▶ [Extrait du document]
....
Manuscrit ancien : le chansonnier du roi
Interprètes : Alla Francesca. Vocal: Emmanuel Vistorky, Harpe: Brigitte Lesne

Bonjour à tous,

C_lettrine_moyen_age_passion‘est toujours un plaisir que d’approfondir la découverte de Thibaut de Champagne à travers ses chansons et ses compositions. Roi de Navarre, Comte de Champagne, il est entré dans la légende comme Thibaut le Chansonnier en léguant à la postérité pas moins de soixante chansons. Son répertoire est large et va de la chanson courtoise à des chansons plus engagées sur le plan politique ou religieux, en passant encore par le jeu-parti, ce divertissement médiéval qui prenait la forme de  joutes verbales entre troubadours où alternant les couplets chaque protagoniste défendait une positon contraire. Au niveau stylistique, on prête généralement à ce noble chevalier et poète d’avoir revisité des formes classiques de son temps tout en y amenant sa propre touche d’humour et de distance.
....
▶ [Données de l'exercice]
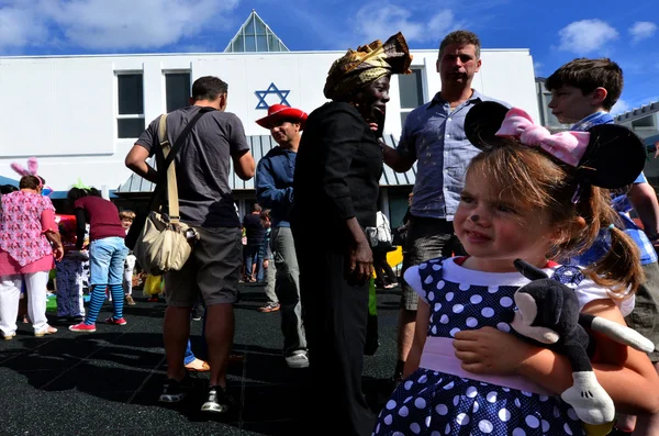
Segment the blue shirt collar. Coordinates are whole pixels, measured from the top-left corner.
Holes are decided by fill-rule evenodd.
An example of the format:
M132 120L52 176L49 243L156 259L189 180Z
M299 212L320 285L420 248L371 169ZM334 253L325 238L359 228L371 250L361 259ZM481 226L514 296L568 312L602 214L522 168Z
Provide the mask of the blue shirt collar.
M467 101L462 104L466 103L473 103L473 102L480 102L483 100L483 94L481 94L480 92L478 92L476 89L471 88L471 91L473 92L471 94L471 97L469 99L467 99ZM435 94L435 97L433 97L433 100L431 101L431 103L428 104L428 107L426 109L431 109L432 107L434 107L435 104L445 104L447 103L446 100L444 100L442 98L442 92L437 92Z
M579 121L570 130L578 131L578 132L585 132L594 125L613 124L613 123L614 123L613 116L611 116L611 114L608 112L600 111L600 112L592 113L592 114L588 115L587 118L584 118L583 120Z

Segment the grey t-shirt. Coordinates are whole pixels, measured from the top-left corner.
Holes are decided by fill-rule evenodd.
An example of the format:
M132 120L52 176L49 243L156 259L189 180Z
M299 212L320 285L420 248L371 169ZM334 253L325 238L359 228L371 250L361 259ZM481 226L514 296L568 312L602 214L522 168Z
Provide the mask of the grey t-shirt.
M167 115L167 138L176 138L200 107L177 109ZM135 144L156 153L159 147L158 116ZM202 115L178 152L176 179L181 220L201 227L239 227L232 190L228 186L231 158L249 150L245 128L231 112L211 111ZM159 154L158 154L159 155Z

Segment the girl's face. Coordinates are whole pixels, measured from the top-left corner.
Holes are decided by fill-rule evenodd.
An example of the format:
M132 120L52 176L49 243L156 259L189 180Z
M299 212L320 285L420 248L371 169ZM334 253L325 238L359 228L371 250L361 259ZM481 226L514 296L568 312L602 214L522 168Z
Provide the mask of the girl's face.
M555 233L549 215L490 186L483 175L468 172L454 219L456 235L471 256L469 267L516 271L513 261L520 258L544 268Z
....
▶ [Consigne 1] Présentez sous forme de liste JSON de chaînes, une chaîne par ligne et sans les lignes vides, tout ce qui va de la ligne des enregistrements contenant « Segment the girl's » jusqu'à la fin des enregistrements.
▶ [Consigne 2] Poursuivez le texte sur Thibaut de Champagne à partir de sa dernière phrase.

▶ [Réponse rédigée 1]
[
  "Segment the girl's face. Coordinates are whole pixels, measured from the top-left corner.",
  "Holes are decided by fill-rule evenodd.",
  "An example of the format:",
  "M132 120L52 176L49 243L156 259L189 180Z",
  "M299 212L320 285L420 248L371 169ZM334 253L325 238L359 228L371 250L361 259ZM481 226L514 296L568 312L602 214L522 168Z",
  "Provide the mask of the girl's face.",
  "M555 233L549 215L490 186L483 175L468 172L454 219L456 235L471 256L469 267L516 271L513 261L520 258L544 268Z"
]

▶ [Réponse rédigée 2]
Pour ce qui est de la pièce du jour, comme son titre l’indique, il s’agit d’une chanson d’amour courtois dans laquelle le roi poète, victime impuissante et consentante de ses sentiments amoureux, chante  à sa dame la douce flamme qui le retient prisonnier.

Alla Francesca : à la découverte du Thibaut de Champagne et du Chansonnier du roi

On doit à la très sérieuse formation artistique et musicale Alla Francesca, spécialisée dans le répertoire des musiques anciennes et médiévales un album entier sur le roi troubadour.

Les chansons sont tirées du manuscrit du roy (roi) ou chansonnier du roi, ouvrage d’importance majeure pour la musique médiévale des XIIe et XIIIe siècles qu’il s’agisse de danses, de pièces instrumentales, comme de chansons monophoniques ou polyphoniques.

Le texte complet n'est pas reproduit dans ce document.